--- START Provided data ---

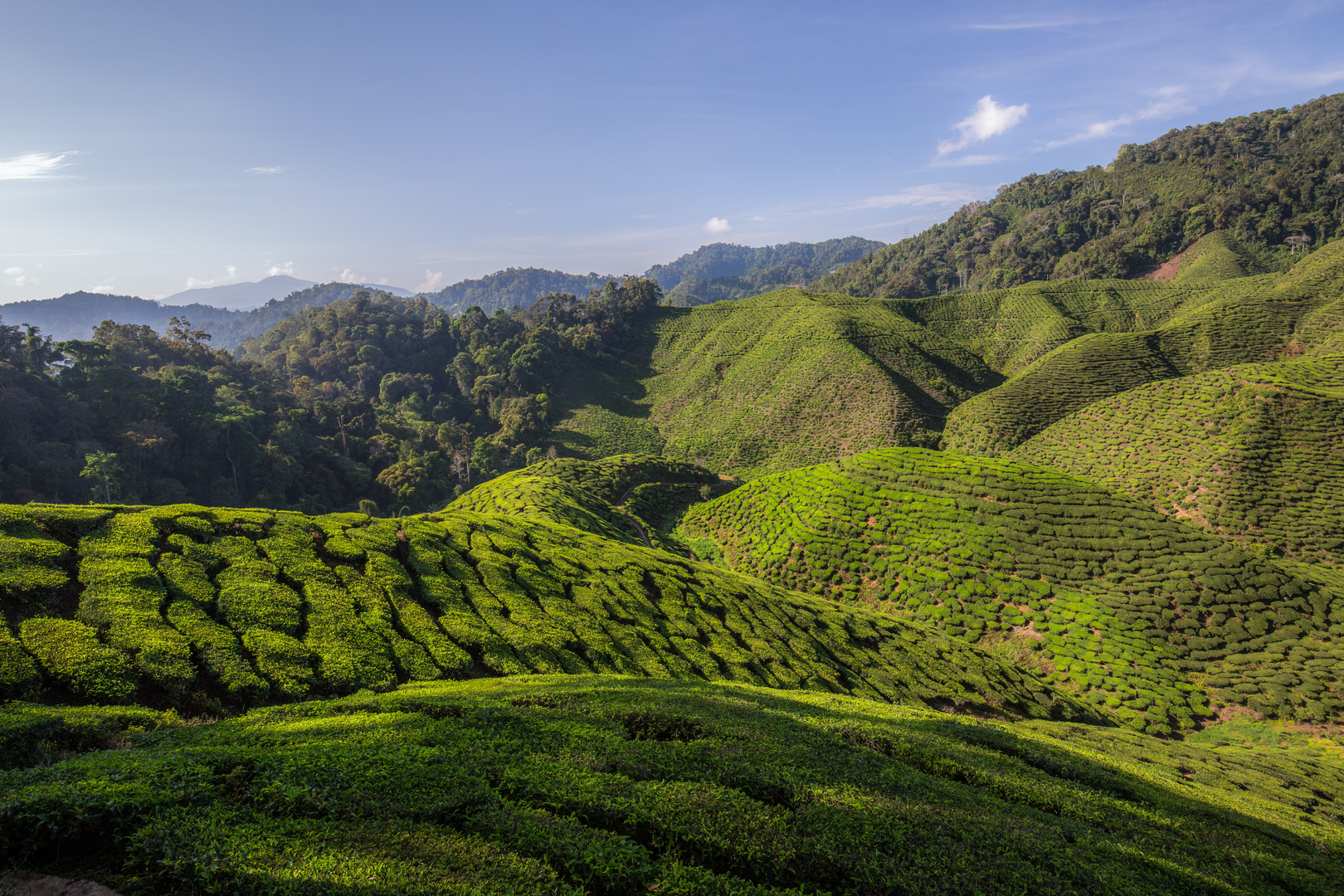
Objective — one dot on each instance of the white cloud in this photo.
(965, 160)
(1168, 101)
(923, 195)
(197, 282)
(988, 119)
(19, 277)
(433, 280)
(34, 165)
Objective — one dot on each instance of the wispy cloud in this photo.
(433, 281)
(19, 277)
(965, 160)
(923, 195)
(65, 253)
(34, 165)
(1166, 102)
(986, 119)
(197, 282)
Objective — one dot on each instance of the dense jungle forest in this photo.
(373, 399)
(1274, 180)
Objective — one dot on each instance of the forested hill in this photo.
(77, 314)
(709, 275)
(1268, 179)
(231, 328)
(723, 270)
(518, 286)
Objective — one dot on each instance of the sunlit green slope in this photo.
(771, 383)
(1254, 453)
(576, 785)
(212, 609)
(1250, 319)
(1138, 611)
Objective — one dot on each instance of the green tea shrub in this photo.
(71, 655)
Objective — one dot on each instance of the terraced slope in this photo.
(1250, 320)
(1254, 453)
(1140, 613)
(771, 383)
(212, 609)
(576, 785)
(1012, 328)
(628, 497)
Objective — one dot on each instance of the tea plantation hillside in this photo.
(1137, 611)
(210, 610)
(604, 785)
(628, 497)
(1012, 328)
(769, 383)
(1254, 453)
(1250, 319)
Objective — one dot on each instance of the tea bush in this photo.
(1250, 451)
(1237, 321)
(615, 785)
(1113, 599)
(455, 596)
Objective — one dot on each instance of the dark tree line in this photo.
(1273, 179)
(371, 399)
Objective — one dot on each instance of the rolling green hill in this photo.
(722, 271)
(602, 785)
(208, 609)
(769, 383)
(626, 497)
(1264, 178)
(1229, 323)
(1136, 610)
(1252, 451)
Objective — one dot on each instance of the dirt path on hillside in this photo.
(1166, 271)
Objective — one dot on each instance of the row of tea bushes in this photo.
(774, 382)
(629, 497)
(208, 609)
(1253, 451)
(572, 785)
(1238, 327)
(1012, 328)
(1138, 611)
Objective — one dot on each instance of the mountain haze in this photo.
(241, 296)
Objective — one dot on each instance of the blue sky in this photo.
(151, 147)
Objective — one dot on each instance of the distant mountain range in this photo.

--- END Provided data ---

* The request
Update all the entries above by replacing "one dot" with "a single marker" and leaving everything else unchanged. Leave the pictures out of your answer.

* Full answer
Objective — a single marker on each instance of the white cloud in this photo.
(965, 160)
(1168, 101)
(923, 195)
(197, 282)
(988, 119)
(19, 277)
(433, 280)
(34, 165)
Objective — a single marker on each instance of the wispy cloud in this photo.
(433, 281)
(19, 277)
(965, 160)
(923, 195)
(65, 253)
(34, 165)
(1166, 102)
(986, 119)
(197, 282)
Objective — a single marker on each instance of the dense jungle forest in this photo.
(373, 399)
(1274, 180)
Objective — a single marker on each instance of the forested hill in this photo.
(77, 314)
(709, 275)
(1268, 179)
(231, 328)
(723, 270)
(518, 286)
Objective — a single marker on each instance of the sunlit green slope in this photo.
(771, 383)
(1254, 453)
(576, 785)
(212, 609)
(1250, 319)
(1138, 611)
Objective — a single marker on each instance of the green tea shrub in this photo.
(71, 655)
Objective — a single marker on each instance of the terraced slope in this photo.
(1250, 320)
(1254, 453)
(1140, 613)
(771, 383)
(212, 609)
(576, 785)
(1012, 328)
(628, 497)
Objective — a single marker on each instance of the tea plantation hillside in this photo.
(1137, 611)
(210, 610)
(604, 785)
(628, 497)
(1012, 328)
(769, 383)
(1254, 453)
(1250, 319)
Objective — a single marker on each instance of the tea bush in this photo.
(1250, 451)
(1237, 321)
(615, 785)
(1113, 599)
(455, 596)
Objective — a single marker on each instance of the dark tree line in this photo.
(1273, 179)
(371, 399)
Objective — a single marker on each instance of the rolling green hill in this photo.
(722, 271)
(602, 785)
(208, 609)
(769, 383)
(626, 497)
(1264, 178)
(1229, 323)
(1136, 610)
(1252, 451)
Objective — a single marker on each instance of the dirt path on hillside in this photo.
(1166, 271)
Objective — a single marker on each instance of the row of tea bushes in this photo.
(774, 382)
(629, 497)
(208, 609)
(1253, 451)
(572, 785)
(1238, 327)
(1012, 328)
(1138, 611)
Objective — a single marker on each instance of the mountain haze in this photo.
(241, 296)
Objective — a single marker on each instance of the blue sky in this photo.
(151, 147)
Objective — a single marker on each instance of the distant mountain range in this photo.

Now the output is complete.